→ SOURCE RECORDS:
━━━
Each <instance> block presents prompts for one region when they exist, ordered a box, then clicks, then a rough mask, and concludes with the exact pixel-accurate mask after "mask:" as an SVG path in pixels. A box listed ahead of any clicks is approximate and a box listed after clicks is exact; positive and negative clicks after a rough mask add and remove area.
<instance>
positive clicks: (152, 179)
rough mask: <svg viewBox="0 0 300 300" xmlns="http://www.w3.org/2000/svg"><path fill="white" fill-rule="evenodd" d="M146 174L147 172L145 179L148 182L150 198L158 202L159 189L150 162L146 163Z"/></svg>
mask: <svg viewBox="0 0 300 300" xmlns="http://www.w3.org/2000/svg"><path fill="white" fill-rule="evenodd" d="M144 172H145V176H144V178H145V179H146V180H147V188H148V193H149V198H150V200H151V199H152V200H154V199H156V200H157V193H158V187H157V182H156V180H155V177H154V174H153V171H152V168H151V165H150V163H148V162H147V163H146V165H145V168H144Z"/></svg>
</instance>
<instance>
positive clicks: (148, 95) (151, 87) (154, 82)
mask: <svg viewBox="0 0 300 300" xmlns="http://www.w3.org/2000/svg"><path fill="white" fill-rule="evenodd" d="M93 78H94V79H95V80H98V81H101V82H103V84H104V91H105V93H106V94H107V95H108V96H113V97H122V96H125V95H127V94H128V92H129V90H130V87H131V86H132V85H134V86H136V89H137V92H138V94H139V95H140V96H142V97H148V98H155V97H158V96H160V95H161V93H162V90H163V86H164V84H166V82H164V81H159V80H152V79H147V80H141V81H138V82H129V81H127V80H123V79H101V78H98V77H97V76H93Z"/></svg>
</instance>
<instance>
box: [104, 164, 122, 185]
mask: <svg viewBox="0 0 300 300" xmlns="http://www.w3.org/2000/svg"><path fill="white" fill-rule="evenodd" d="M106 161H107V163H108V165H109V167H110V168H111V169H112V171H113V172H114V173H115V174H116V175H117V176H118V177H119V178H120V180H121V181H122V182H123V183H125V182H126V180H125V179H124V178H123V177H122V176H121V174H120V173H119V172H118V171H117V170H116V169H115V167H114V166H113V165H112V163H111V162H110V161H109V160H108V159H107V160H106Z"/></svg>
━━━
→ DIRECTIONS FOR THIS TASK: Reproduce the entries exactly. Every word has to stay the same.

→ ANSWER SPACE:
Each <instance> block presents prompts for one region when they exist, ordered a box, then clicks, then a rough mask, and concludes with the exact pixel-accurate mask after "mask:" as an SVG path in pixels. A box listed ahead of any clicks is approximate and a box listed after clicks is exact; positive and negative clicks after a rough mask add and remove area.
<instance>
positive clicks: (152, 179)
rough mask: <svg viewBox="0 0 300 300" xmlns="http://www.w3.org/2000/svg"><path fill="white" fill-rule="evenodd" d="M146 174L147 172L145 179L148 182L150 198L158 202L159 189L150 162L146 163Z"/></svg>
mask: <svg viewBox="0 0 300 300" xmlns="http://www.w3.org/2000/svg"><path fill="white" fill-rule="evenodd" d="M144 172H145V176H144V178H145V179H146V180H147V188H148V193H149V198H150V200H151V199H152V200H154V199H156V200H157V193H158V187H157V182H156V180H155V177H154V174H153V171H152V168H151V165H150V163H148V162H147V163H146V165H145V168H144Z"/></svg>
</instance>
<instance>
positive clicks: (148, 95) (151, 87) (154, 82)
mask: <svg viewBox="0 0 300 300" xmlns="http://www.w3.org/2000/svg"><path fill="white" fill-rule="evenodd" d="M93 78H94V79H95V80H98V81H101V82H103V84H104V91H105V93H106V94H107V95H108V96H113V97H122V96H125V95H127V94H128V92H129V90H130V87H131V86H132V85H134V86H136V89H137V92H138V94H139V95H140V96H142V97H148V98H155V97H158V96H160V95H161V93H162V90H163V86H164V84H166V82H164V81H159V80H152V79H147V80H141V81H138V82H129V81H127V80H123V79H101V78H98V77H97V76H93Z"/></svg>
</instance>
<instance>
box: [104, 164, 122, 185]
mask: <svg viewBox="0 0 300 300" xmlns="http://www.w3.org/2000/svg"><path fill="white" fill-rule="evenodd" d="M106 161H107V163H108V165H109V167H110V168H111V169H112V171H113V172H114V173H115V174H116V175H117V176H118V177H119V178H120V180H121V181H122V182H123V183H125V182H126V180H125V179H124V178H123V177H122V176H121V174H120V173H119V172H118V171H117V170H116V169H115V167H114V166H113V165H112V163H111V162H110V161H109V160H108V159H107V160H106Z"/></svg>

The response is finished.